= Short task =
Output the lines that follow exactly as they are.

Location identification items
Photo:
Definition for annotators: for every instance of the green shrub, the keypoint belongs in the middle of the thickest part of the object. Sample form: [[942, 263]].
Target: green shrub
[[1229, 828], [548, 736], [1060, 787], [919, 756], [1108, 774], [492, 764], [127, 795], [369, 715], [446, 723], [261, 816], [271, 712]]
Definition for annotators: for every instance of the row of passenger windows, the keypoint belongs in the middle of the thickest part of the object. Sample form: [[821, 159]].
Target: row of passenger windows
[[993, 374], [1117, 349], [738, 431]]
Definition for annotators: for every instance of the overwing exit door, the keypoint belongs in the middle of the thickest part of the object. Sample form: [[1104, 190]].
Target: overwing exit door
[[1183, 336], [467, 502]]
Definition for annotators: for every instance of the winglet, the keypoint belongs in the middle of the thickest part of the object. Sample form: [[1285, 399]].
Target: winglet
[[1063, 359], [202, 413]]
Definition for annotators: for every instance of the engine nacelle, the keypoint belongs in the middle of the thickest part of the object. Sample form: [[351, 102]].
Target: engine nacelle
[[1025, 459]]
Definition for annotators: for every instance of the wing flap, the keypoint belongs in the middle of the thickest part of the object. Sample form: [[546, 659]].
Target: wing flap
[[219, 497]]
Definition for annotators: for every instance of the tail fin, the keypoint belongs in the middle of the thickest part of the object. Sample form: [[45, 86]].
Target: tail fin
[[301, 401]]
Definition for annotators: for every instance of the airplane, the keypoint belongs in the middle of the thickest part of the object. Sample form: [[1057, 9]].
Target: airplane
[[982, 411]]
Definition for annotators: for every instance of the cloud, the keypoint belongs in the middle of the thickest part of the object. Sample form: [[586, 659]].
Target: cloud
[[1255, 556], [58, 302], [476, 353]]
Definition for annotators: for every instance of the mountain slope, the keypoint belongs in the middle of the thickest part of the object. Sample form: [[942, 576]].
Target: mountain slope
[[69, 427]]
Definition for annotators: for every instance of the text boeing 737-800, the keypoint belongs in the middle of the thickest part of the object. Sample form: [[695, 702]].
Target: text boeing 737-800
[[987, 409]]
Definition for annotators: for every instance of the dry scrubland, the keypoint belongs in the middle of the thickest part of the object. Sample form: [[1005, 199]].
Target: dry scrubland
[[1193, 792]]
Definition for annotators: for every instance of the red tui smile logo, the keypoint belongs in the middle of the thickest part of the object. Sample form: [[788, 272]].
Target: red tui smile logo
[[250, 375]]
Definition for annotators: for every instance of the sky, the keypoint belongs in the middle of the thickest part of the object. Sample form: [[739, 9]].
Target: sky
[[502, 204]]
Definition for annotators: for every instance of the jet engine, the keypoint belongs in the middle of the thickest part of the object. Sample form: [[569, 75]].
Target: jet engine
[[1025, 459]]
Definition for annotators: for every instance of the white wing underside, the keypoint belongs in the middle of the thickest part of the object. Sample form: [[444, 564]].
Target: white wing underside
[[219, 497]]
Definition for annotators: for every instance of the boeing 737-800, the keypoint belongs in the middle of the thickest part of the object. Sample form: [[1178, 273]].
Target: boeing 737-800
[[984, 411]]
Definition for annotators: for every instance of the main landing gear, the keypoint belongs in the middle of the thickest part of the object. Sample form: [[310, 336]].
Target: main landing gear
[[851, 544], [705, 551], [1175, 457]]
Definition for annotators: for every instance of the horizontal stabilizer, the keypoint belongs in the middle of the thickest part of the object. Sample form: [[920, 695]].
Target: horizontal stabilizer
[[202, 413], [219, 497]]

= The completed task =
Photo:
Definition for annotators: for every instance of the green shrub, the keypoint belongs in the middle of the thickest part of the object. Sample form: [[942, 263]].
Target: green shrub
[[1229, 828], [548, 736], [1060, 787], [919, 756], [1108, 774], [492, 764], [127, 795], [369, 715], [446, 723], [261, 816], [271, 712]]
Definition for annotators: for every instance of the row of passenger windows, the keypoint belongs in the middle of the thickest part of the object. Sample form: [[821, 159]].
Target: row of passenger windows
[[993, 374], [1117, 349], [738, 431]]
Definition for annotators: for every instance of the overwing exit door, the keypoint belongs in the middle of the thickest part of the object. Sample form: [[1104, 190]].
Target: overwing exit door
[[1183, 336], [467, 502]]
Definition for annotators: for every instance of the winglet, the keypoint belongs in the middle of the thickest part of the object. Sample form: [[1285, 399]].
Target: winglet
[[1063, 359], [202, 413]]
Definition for annotators: for every instance of the engine nacelle, the keypoint belongs in the middle of the thickest part of the object. Sample form: [[351, 102]].
Target: engine nacelle
[[1025, 459]]
Definition for annotators: for every instance of the wing flap, the keypoint belongs in the middle of the thickest part of the object. Sample form: [[546, 659]].
Target: wing flap
[[219, 497]]
Definition for annotators: for every instance of the tail fin, the keypoint belongs in the middle of the thickest part of the object. Sample form: [[45, 86]].
Target: tail fin
[[301, 401]]
Definition for annotators: for every instance of the airplane, the keypoint belongs in the middle of the thickest part of the object. Sample form: [[1057, 9]].
Target: airplane
[[982, 411]]
Definition for annotators: for every instance of the cloud, the keypoint belongs in the middle of the thickest part of the object. Sample form: [[586, 659]].
Target: cloud
[[1255, 556], [58, 302], [476, 353]]
Definition for annotators: for every instance of the mountain slope, the keypoint belongs in the middle of the thickest part of the object. Sample form: [[942, 576]].
Target: mountain slope
[[69, 427]]
Definition for annotators: for every instance of the text boeing 737-800, the keypoint belongs in the middle of the thickest part of the object. Sample form: [[695, 702]].
Target: text boeing 737-800
[[987, 409]]
Definition for annotators: for every instance of the dry scrubland, the keypoint belongs in the middle of the thickest part of the object. Sample form: [[1005, 199]].
Target: dry scrubland
[[1193, 792]]
Definition for annotators: for every instance of the red tui smile logo, the keypoint belongs in the middle of the thickest part of the object. Sample form: [[788, 272]].
Target: red tui smile logo
[[250, 375]]
Definition for annotators: for every instance of the sky, the keypoint belongs in the middle of the thickest part of the object. Sample form: [[739, 9]].
Target: sky
[[502, 204]]
Definition for annotators: for every instance of the jet engine, the keypoint belongs in the middle of the thickest part of the object. Sample form: [[569, 75]].
Target: jet engine
[[1025, 459]]
Definition for annotators: for every instance of the white wing underside, the keypoint belongs in the middle of the thickest part of the object. Sample form: [[444, 564]].
Target: white wing underside
[[219, 497]]
Definition for annotators: for every instance of the boeing 737-800, the keypoint belongs in the middle of the thickest part of the object. Sample form: [[1178, 273]].
Target: boeing 737-800
[[984, 411]]
Definition for annotators: for every instance of the main landing gear, the keypoint belongs in the middle of the thickest part of the object. Sample form: [[310, 336]].
Target: main landing gear
[[851, 544], [705, 551], [1175, 457]]
Definition for annotators: for every instance of the horizontal stabilizer, the keypoint belongs in the middle of the thickest part of the object. Sample form: [[920, 695]].
Target: horizontal stabilizer
[[202, 413], [219, 497]]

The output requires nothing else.